* [What the exercise asks]
Every line of the data is to be transcribed as it stands.
╭─ Excerpted data
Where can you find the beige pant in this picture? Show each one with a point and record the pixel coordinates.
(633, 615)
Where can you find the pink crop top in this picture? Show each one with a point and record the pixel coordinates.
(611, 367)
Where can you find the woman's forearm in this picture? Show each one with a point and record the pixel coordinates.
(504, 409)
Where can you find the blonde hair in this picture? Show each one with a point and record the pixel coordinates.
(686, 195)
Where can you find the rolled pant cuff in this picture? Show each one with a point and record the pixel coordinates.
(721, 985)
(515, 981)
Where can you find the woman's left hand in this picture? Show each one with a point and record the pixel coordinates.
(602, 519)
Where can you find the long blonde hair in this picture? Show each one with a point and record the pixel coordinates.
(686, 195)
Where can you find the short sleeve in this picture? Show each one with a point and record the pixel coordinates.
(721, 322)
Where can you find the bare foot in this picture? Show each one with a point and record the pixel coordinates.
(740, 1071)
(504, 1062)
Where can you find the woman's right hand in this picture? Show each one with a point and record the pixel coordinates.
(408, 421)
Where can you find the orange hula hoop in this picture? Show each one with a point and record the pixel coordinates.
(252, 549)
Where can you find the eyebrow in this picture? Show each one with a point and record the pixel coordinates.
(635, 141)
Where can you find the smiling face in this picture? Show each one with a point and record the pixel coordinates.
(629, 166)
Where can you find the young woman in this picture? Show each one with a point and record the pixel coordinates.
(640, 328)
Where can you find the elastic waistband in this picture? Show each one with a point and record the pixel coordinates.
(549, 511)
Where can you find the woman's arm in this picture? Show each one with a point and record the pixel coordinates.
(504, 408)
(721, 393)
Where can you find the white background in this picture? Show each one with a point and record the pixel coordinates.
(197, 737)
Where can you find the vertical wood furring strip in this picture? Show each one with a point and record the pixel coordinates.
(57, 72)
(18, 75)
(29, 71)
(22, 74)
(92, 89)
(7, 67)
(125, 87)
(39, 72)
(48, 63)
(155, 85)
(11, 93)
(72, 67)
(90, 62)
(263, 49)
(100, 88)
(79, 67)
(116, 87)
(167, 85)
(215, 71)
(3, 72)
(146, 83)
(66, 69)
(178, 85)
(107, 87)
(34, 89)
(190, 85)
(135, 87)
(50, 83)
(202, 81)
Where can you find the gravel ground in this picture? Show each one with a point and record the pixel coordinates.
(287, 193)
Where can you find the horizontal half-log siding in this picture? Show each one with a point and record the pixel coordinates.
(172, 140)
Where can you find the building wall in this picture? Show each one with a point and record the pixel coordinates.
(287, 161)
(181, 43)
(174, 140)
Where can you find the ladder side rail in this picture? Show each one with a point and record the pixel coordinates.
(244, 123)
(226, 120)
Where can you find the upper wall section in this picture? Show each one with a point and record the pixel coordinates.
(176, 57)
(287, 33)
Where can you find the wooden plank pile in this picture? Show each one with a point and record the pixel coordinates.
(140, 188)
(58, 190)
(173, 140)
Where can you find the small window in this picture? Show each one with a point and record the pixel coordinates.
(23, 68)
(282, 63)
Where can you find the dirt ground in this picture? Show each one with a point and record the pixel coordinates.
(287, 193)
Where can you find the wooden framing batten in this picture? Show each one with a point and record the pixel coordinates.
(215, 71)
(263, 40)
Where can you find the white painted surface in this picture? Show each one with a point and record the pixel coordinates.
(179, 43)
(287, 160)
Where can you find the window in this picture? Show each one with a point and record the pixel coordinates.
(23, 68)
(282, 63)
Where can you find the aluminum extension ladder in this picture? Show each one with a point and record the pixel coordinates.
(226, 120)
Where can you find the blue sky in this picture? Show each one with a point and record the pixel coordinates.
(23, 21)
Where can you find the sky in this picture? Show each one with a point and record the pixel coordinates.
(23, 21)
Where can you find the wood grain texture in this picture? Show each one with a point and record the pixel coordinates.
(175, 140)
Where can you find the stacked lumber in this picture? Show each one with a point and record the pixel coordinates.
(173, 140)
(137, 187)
╰─
* [Result]
Where can you find the beige pant in this picture? Show each one with a point and record the pixel coordinates.
(633, 615)
Where can you find the pink crop top in this picture? Show each one with a point and record the pixel coordinates.
(611, 367)
Where can you find the woman's forearm in this picture? Show each one with a point and record the pixel coordinates.
(504, 409)
Where can you find the blonde hair in this picture? Show each one with a point and record the pixel coordinates.
(686, 195)
Where can you find the rolled pant cuff in this picture? Show each one with a point and record the pixel coordinates.
(721, 985)
(515, 981)
Where can you find the woman's left hand in this picture? Show each one with a point and record the pixel coordinates.
(602, 519)
Where can you find the long blonde hair in this picture? Show each one with a point and record the pixel coordinates.
(686, 195)
Where can you find the short sleeve in this picture? Show each one with a point and record the pixel coordinates.
(721, 322)
Where can you find the bare foot in this picture? Show each one with a point and record the pixel coordinates.
(740, 1071)
(504, 1062)
Where can you find the woman's right hand in this picture? Show each one with a point and record the pixel coordinates.
(408, 421)
Where can you find the orange hula hoop in this picture? Show each one with a point and record the pixel coordinates.
(252, 549)
Where can you find the eyebrow in this picture? Show each one with a point and record the pixel coordinates.
(635, 141)
Where can you find the smiling face in this picture? Show each one with a point and record the pixel coordinates.
(629, 166)
Where can you find the young woman in this picture? Show each one with a point and record the pixel coordinates.
(640, 328)
Where can you find the elastic waistband in this picture? Show each one with a point and record the pixel coordinates.
(549, 511)
Where can you find the woman's arm in this picture? Show each one with a point and record the pixel coordinates.
(504, 408)
(721, 393)
Where can you find the white background in this picture? Show each one with a point and record the pixel coordinates.
(197, 737)
Where can you find the vertical wood furring strip in this picture? Show each one with a point and record the pixel coordinates.
(57, 72)
(18, 75)
(29, 71)
(22, 74)
(92, 89)
(7, 67)
(125, 87)
(39, 72)
(48, 63)
(155, 85)
(11, 93)
(72, 67)
(90, 62)
(263, 49)
(100, 88)
(79, 67)
(116, 87)
(167, 85)
(215, 71)
(3, 72)
(146, 83)
(66, 69)
(178, 85)
(107, 87)
(34, 89)
(190, 85)
(135, 87)
(50, 83)
(202, 81)
Where can you find the gravel ground in this picture? Show each one with a point and record the pixel coordinates.
(287, 193)
Where can you find the horizontal half-log siding in this picture? Show each one with a point and record the pixel coordinates.
(172, 140)
Where can you find the building wall in this picture? Show each one with a point and record the pixel coordinates.
(287, 161)
(181, 43)
(174, 140)
Where can you find the ladder side rail in this picture? Show each one with a point and record the pixel coordinates.
(244, 123)
(226, 120)
Where can you find the upper wall section in this picture? Show each one with a point and record the pixel coordinates.
(176, 57)
(287, 33)
Where can you find the wooden plank pile in this picture? Show each one with a point and record the pixel coordinates.
(140, 188)
(58, 190)
(173, 140)
Where can you find the small window in this picture? Show each one with a point and record the pixel coordinates.
(23, 68)
(282, 63)
Where can you find the dirt ground in this picture? Show each one with a point and record the pixel coordinates.
(287, 193)
Where can you find the wooden framing batten in this picture? Show each one with a point and record the pixel coordinates.
(215, 71)
(263, 40)
Where can you find the white painted surface in this picture? Show each one with a point and record the pixel coordinates.
(179, 43)
(287, 160)
Where can you find the window in this picture? Show each one with a point and record the pixel coordinates.
(23, 68)
(282, 63)
Where can you find the aluminum extension ladder in this picture? Show each one with a point and record the pixel coordinates.
(226, 120)
Where can you find the blue sky in this picture? Show each one with a point and record the pixel coordinates.
(23, 21)
Where can you find the sky in this picture? Show each one with a point and record the pixel coordinates.
(23, 21)
Where can you find the wood grain texture in this picture? Show each one with a point and record the pixel coordinates.
(175, 140)
Where can you find the stacked lumber in this picture? Show each one with a point and record the pixel coordinates.
(173, 140)
(137, 187)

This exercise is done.